**YOUR GOAL**: When a line of the records below contains the string "tree", copy that whole line.

**SUPPLIED RECORDS**:
++++++++++

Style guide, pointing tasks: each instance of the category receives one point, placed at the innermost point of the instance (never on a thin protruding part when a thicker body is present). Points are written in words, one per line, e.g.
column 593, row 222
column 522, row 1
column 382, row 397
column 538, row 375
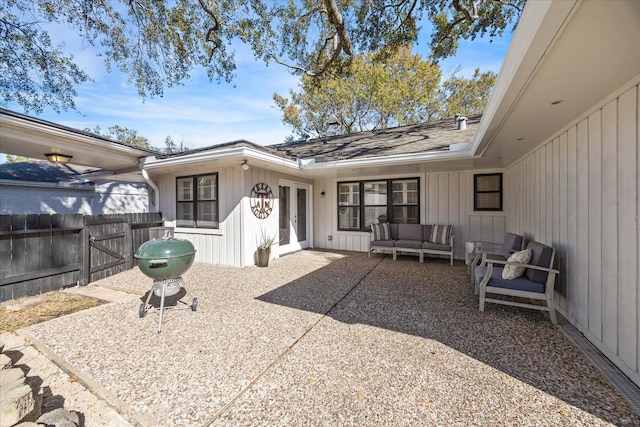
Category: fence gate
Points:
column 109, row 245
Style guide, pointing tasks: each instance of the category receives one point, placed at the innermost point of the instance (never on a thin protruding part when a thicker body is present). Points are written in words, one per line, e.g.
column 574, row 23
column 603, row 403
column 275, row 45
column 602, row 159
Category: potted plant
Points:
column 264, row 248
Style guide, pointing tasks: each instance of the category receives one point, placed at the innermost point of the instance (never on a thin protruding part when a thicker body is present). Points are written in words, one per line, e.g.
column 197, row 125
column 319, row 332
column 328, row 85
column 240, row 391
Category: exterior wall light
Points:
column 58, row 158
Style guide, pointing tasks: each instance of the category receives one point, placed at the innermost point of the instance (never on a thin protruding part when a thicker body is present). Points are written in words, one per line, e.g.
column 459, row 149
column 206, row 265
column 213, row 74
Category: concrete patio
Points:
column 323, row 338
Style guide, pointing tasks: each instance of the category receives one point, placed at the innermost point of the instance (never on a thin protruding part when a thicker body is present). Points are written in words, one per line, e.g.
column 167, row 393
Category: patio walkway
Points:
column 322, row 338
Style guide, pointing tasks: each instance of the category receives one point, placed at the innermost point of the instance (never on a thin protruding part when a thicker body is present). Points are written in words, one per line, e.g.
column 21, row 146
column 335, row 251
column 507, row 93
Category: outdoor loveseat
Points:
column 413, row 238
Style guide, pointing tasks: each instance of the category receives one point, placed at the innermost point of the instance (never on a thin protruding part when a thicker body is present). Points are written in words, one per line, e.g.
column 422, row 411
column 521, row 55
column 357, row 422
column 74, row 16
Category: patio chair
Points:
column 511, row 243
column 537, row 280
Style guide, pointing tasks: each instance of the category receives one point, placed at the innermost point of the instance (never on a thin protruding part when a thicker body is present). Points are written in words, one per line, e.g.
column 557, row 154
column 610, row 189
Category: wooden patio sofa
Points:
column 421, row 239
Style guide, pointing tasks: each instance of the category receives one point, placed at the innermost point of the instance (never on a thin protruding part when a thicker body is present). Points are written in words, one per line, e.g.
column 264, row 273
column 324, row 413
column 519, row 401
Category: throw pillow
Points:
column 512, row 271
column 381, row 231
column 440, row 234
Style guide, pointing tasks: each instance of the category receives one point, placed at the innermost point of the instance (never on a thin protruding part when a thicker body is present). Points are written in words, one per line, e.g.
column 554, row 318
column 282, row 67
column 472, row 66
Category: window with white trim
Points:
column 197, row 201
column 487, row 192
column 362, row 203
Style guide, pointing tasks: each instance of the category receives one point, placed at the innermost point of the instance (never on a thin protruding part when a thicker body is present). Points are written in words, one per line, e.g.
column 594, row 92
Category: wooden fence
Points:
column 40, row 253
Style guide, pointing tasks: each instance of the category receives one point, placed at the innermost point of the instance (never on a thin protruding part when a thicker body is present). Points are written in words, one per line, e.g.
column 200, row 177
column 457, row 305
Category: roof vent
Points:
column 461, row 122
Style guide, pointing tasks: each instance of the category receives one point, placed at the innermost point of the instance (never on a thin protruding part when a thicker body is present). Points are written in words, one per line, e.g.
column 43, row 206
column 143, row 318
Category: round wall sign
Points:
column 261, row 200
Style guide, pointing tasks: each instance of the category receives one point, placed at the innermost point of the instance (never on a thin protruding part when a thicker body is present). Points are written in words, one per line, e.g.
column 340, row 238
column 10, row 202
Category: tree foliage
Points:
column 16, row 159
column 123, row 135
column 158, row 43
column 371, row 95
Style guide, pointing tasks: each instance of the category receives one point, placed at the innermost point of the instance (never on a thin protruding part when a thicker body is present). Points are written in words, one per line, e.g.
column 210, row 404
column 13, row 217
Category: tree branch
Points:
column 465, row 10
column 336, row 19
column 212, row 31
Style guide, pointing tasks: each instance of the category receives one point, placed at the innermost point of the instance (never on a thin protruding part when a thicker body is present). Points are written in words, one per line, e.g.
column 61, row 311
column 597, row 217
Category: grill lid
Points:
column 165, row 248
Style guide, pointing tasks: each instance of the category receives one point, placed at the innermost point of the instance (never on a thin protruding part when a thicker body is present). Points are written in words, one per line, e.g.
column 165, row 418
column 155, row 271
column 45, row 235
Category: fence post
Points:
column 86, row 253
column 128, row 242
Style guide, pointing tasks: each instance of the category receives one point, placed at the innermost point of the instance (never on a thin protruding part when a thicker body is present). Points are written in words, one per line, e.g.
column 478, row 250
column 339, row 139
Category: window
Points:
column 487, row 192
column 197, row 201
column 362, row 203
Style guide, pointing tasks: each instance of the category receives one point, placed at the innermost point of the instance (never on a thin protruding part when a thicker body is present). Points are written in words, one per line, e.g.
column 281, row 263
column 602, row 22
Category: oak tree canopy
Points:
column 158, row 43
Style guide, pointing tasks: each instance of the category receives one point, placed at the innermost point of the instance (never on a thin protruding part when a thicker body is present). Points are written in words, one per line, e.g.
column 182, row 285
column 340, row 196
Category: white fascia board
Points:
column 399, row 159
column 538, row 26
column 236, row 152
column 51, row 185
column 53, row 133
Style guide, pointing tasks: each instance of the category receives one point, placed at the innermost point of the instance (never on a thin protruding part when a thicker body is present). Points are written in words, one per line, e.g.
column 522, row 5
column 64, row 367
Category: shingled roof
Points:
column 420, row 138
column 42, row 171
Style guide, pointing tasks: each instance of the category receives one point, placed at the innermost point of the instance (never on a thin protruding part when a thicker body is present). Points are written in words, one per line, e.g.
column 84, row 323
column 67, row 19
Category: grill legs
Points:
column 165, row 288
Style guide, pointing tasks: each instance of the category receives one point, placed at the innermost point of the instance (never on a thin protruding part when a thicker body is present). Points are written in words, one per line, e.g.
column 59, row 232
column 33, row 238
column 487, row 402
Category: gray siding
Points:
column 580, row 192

++++++++++

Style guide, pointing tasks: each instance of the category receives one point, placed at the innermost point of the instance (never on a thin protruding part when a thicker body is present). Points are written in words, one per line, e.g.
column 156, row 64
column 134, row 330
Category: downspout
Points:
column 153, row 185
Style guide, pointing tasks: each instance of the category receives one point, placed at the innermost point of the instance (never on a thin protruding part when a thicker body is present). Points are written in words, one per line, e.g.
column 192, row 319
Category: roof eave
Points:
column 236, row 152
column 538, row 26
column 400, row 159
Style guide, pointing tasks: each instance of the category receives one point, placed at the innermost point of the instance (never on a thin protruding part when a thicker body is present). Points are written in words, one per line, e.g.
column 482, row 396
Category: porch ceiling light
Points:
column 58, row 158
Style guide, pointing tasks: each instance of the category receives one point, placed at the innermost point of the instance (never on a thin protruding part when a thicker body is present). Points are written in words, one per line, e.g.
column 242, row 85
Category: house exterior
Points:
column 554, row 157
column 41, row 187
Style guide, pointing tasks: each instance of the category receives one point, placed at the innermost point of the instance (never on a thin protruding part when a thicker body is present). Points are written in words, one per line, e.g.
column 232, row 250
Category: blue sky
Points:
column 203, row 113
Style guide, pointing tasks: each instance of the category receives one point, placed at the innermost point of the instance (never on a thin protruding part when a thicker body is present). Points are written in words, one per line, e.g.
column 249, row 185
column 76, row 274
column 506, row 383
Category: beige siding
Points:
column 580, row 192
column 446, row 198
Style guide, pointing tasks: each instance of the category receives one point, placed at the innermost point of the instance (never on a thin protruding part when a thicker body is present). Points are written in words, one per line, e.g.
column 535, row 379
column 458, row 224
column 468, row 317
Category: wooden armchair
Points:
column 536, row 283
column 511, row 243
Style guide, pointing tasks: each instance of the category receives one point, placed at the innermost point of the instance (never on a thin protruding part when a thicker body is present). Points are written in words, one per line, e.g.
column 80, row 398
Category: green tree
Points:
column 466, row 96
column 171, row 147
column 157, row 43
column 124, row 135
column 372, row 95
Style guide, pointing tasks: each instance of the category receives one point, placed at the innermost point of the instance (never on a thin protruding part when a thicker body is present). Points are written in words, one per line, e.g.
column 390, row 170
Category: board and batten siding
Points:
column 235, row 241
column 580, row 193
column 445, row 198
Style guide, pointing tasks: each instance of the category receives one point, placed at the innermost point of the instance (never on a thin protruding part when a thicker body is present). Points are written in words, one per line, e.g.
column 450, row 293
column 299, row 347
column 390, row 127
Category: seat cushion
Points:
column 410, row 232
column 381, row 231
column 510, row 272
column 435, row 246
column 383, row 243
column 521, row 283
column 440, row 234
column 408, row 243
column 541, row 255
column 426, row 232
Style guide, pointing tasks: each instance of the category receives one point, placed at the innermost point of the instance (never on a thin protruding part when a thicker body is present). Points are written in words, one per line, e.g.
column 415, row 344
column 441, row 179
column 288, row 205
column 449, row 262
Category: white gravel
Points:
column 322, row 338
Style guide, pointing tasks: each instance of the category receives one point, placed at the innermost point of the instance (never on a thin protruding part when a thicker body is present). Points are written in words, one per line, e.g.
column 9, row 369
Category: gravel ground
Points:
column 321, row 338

++++++++++

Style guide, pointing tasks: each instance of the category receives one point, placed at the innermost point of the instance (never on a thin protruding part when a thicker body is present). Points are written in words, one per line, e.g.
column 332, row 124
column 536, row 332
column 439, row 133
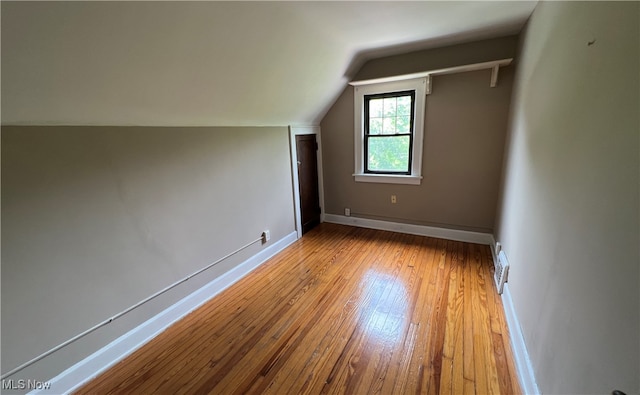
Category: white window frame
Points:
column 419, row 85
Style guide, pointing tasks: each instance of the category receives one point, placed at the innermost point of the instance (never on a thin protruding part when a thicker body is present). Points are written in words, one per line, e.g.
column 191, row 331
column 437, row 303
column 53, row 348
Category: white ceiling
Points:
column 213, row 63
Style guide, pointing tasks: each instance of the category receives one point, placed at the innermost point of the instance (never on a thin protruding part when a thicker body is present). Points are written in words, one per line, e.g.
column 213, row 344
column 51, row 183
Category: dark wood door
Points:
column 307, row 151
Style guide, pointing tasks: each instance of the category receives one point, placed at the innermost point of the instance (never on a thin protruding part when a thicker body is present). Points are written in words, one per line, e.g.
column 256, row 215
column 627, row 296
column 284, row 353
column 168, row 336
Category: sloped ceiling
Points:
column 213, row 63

++++++++++

**RESULT**:
Category: tree foliage
Category: tree branch
Category: oak tree canopy
Category: green tree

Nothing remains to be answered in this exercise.